WHAT IS REQUIRED
Restate the listing below word for word, pictures excluded.

DATASET RECORDS
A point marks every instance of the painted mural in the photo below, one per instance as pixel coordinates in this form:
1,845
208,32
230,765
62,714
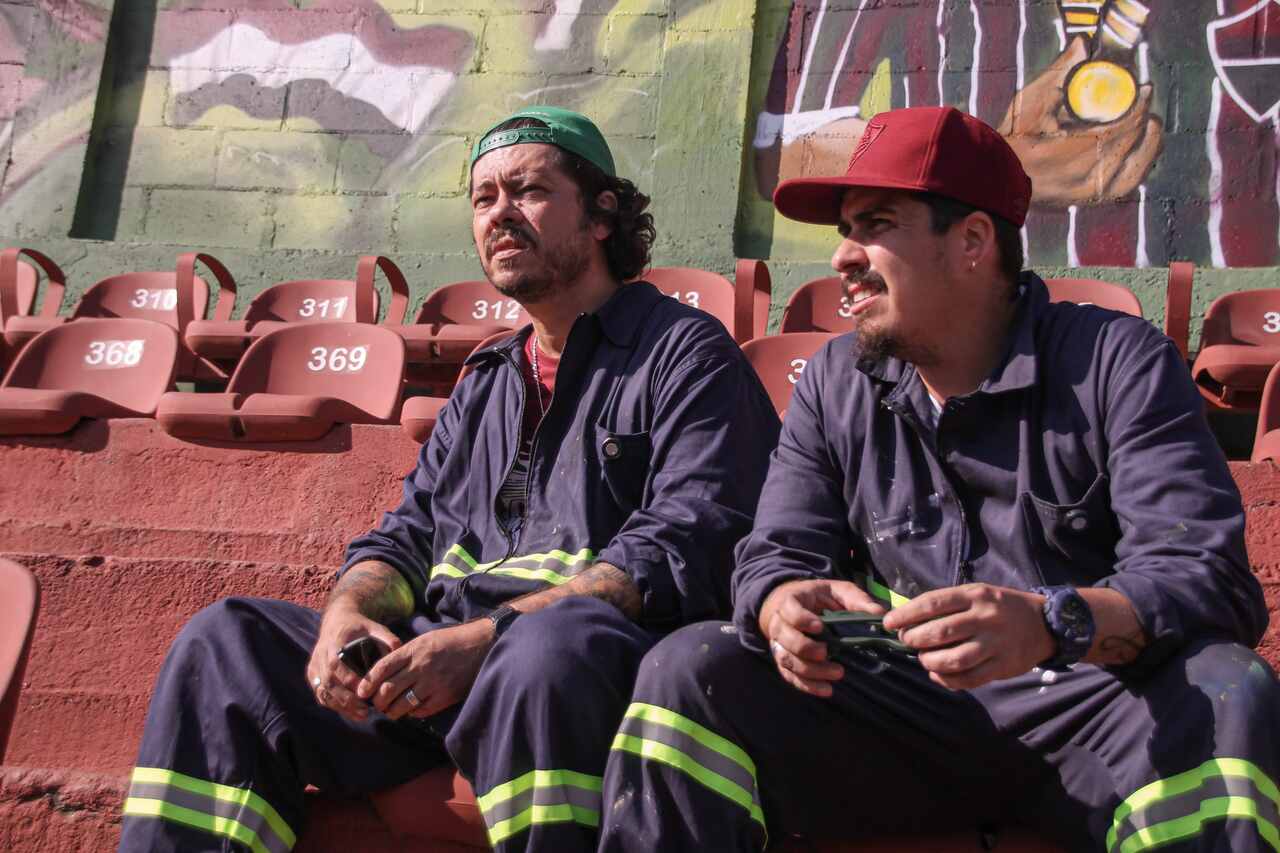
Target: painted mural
1148,128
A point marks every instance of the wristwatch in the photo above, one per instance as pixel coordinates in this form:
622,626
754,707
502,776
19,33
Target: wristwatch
502,617
1070,623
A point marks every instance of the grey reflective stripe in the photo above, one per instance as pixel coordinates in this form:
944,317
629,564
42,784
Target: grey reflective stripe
707,757
1175,807
246,817
548,796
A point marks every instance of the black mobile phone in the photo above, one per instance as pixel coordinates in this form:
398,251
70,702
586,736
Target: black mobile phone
845,630
361,653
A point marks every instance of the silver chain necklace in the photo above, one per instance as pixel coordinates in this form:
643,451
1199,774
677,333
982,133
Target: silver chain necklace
538,378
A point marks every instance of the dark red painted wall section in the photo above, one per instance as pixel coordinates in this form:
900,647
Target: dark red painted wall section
131,532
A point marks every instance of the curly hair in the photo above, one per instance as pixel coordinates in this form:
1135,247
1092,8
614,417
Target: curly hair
631,235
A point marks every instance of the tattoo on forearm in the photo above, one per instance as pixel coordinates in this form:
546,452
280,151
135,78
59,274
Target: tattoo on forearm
603,580
379,592
1121,648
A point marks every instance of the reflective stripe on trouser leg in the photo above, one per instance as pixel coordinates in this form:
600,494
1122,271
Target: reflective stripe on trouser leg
658,734
1176,808
540,797
237,813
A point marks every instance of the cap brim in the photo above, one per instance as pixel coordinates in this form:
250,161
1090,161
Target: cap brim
817,200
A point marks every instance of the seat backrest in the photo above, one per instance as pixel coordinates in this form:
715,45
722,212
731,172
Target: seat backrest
819,305
780,359
1243,318
19,602
18,282
471,304
1091,291
124,360
334,300
359,363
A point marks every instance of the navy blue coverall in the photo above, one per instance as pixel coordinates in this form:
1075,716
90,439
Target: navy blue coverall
1084,459
650,457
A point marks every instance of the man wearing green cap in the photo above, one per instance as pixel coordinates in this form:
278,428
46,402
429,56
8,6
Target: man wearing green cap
577,500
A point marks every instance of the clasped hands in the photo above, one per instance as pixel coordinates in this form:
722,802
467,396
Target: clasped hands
965,635
417,678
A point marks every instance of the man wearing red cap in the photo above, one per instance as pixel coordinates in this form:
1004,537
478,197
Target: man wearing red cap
1029,495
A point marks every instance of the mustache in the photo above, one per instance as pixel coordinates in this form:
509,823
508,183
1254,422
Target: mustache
522,237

OUTPUT FOR THIS TASK
A point marks every instance of the painted mural in the photo below, one per instance as pixel coordinates in this form:
1,845
208,32
230,765
62,714
Target: painted mural
1148,128
A point marks every instance of the wristwatch in the photo above, one per instance as pixel coordinates in this form:
622,626
754,707
502,776
19,33
Target: wristwatch
502,617
1070,623
A point marks every instance of the grey reflective stripe in the photo above, one per instance as pixel coordinates in this form:
944,317
629,564
42,784
Target: grey reflective stripe
707,757
1175,807
246,817
548,796
A point marks every instance of the black mobile phone in the photo above, one per instance as pixel coordinates in this form:
398,251
70,702
586,736
Target: black mobile phone
845,630
361,653
A point marks every instance of the silver chain necklace in the photo above, one per instance as pixel coordinates in this form:
643,451
1199,774
677,333
982,133
Target: silver chain necklace
538,378
A point marks every instance of the dark red painted wall section in the photo above, one per instance as pixel coordinates in this form:
900,647
Target: dark red painted wall section
131,532
A point marks every instance of the curly hair in the photo above, one per instance as pixel coordinates in this form:
1135,247
1092,8
614,417
Target: curly hair
631,235
A point marks every instance of the tattoo on forearm in the photo above, one per instance as pixel coordinates in this form:
546,452
280,151
135,78
59,274
Target: tattoo on forearm
603,580
379,592
1121,648
A point marks every instance of the reflective stripe on trouser leg in the photo above, one per instance as pixel coordinates in this form:
600,494
1122,271
Target: reflective stripe on trouser leg
658,734
1176,808
540,797
237,813
A point marks every instance of the cap brim in the photo above, one per instance as pixel coordinates in this form:
250,161
1090,161
Target: cap brim
817,200
A point marks every instance of the seat backrest in the photo above, one per instance as pixel coordinates in this form:
715,45
722,212
731,172
Target: seat backrest
819,305
780,359
1243,318
19,602
18,282
471,304
1091,291
124,360
334,300
359,363
A point marks every instance of the navy blue coverall in the photo above, one per instance as pixel coordinates in this form:
1075,716
90,439
Target: navy blue coverall
1084,459
650,457
A point marks every instance of the man wearing green cap in the photo above, one per instance as pixel coordinates in this form:
278,428
46,402
429,56
8,6
Target: man wearing green cap
577,500
A point marks every instance of the clasped hands in the photo above, one per instance as pixel coordinates in this form:
722,802
467,396
Target: clasped hands
965,635
417,678
A point marks every instance of the man wearing red cap in the photo above, one per instance as pixel coordinates in this form:
1004,537
478,197
Target: man wearing red cap
1029,495
A point marks every instance of the mustache in the photo above, one per instance as pixel coordinates in this form:
509,823
508,183
1254,422
Target: mustache
522,237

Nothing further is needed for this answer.